PROBLEM TO WORK ON -> According to the passage about Christmas Day traditions in New York City, in what year did Dana Gordon pass away?

--- TEXT PASSAGE Enclosed Below ---

For us all, COVID has injected nonstop fear and paranoia into our lives. The news of the variants on the scene intensifies our gloomy thoughts. And not only does the global pandemic upend hopes for air travel during the holiday season, it also robs many of us of an endearing and enduring ritual: having a Chinese meal and seeing a movie on Christmas Day.
Let me beat you to the disclaimer. Yes, I know. This complaint is small potatoes at a time when the COVID variants heap more panic on to our already-aching shoulders. Yes: If this is all we are griping about, we should feel very lucky. For sure.
At the same time, can’t we please cling to those little New York City traditions that enrich our lives? For sure.
I have a special fondness for this day. Allow me to get a little mushy and nostalgic. I used to see a matinee and then grab dinner in Chinatown with my dear friend Dana Gordon, who passed in 2012. If she or I didn’t have a date at the holiday season, we’d go over to see a new film and have dinner.
Of course, we weren’t the only ones who celebrated Dec. 25 like this. People who don’t feel a religious affinity or have no close family nearby joyfully turn the city into a haven for having fun and shaking off the holiday blues.
I look back on my Christmas days with mostly happy memories. My very first Christmas spent as a Manhattan resident, in 1980, was the exception – but a big one.
On Dec. 25, 1980, I and millions of others still reeled from the (still) unthinkable death of John Lennon, as he stood right outside the entrance to his building, the Dakota, on West 72nd Street.

--- End of Enclosed TEXT PASSAGE ---
--- ENTRIES PROVIDED Enclosed Below ---

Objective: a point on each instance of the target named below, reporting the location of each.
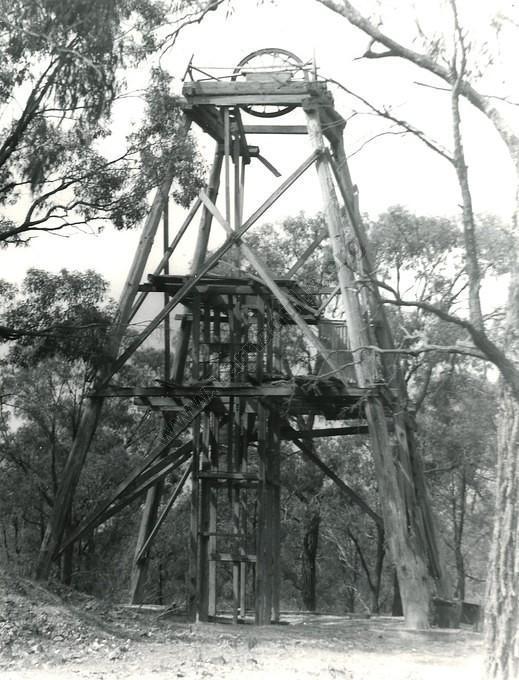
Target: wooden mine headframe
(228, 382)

--- End of Enclosed ENTRIES PROVIDED ---
--- ENTRIES PROVIDED Enclosed Below ---

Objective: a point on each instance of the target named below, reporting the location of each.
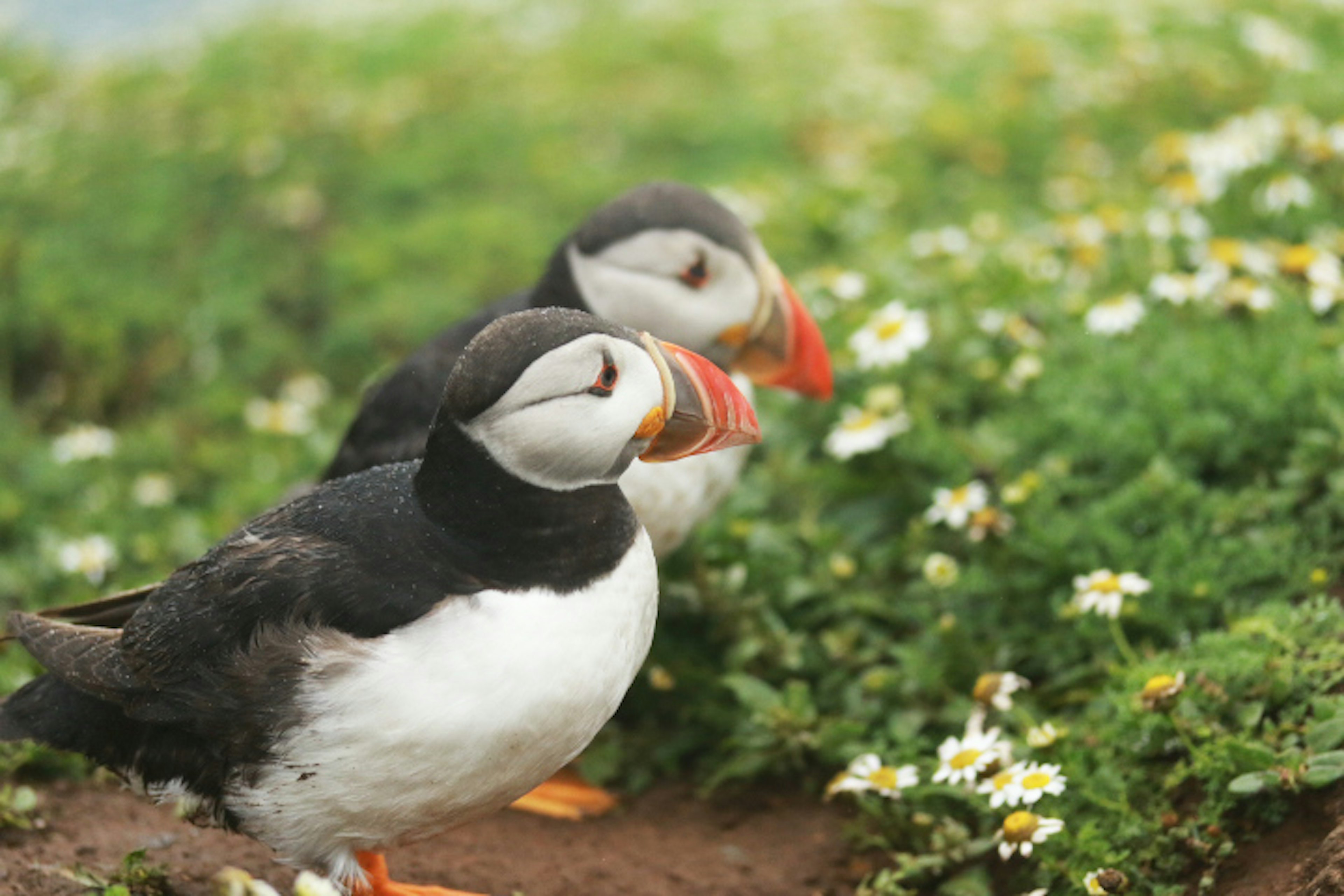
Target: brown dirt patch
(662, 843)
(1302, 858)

--- End of Enclosed ENTRIES PROVIDED ---

EXPECTED OUTPUT -> 2012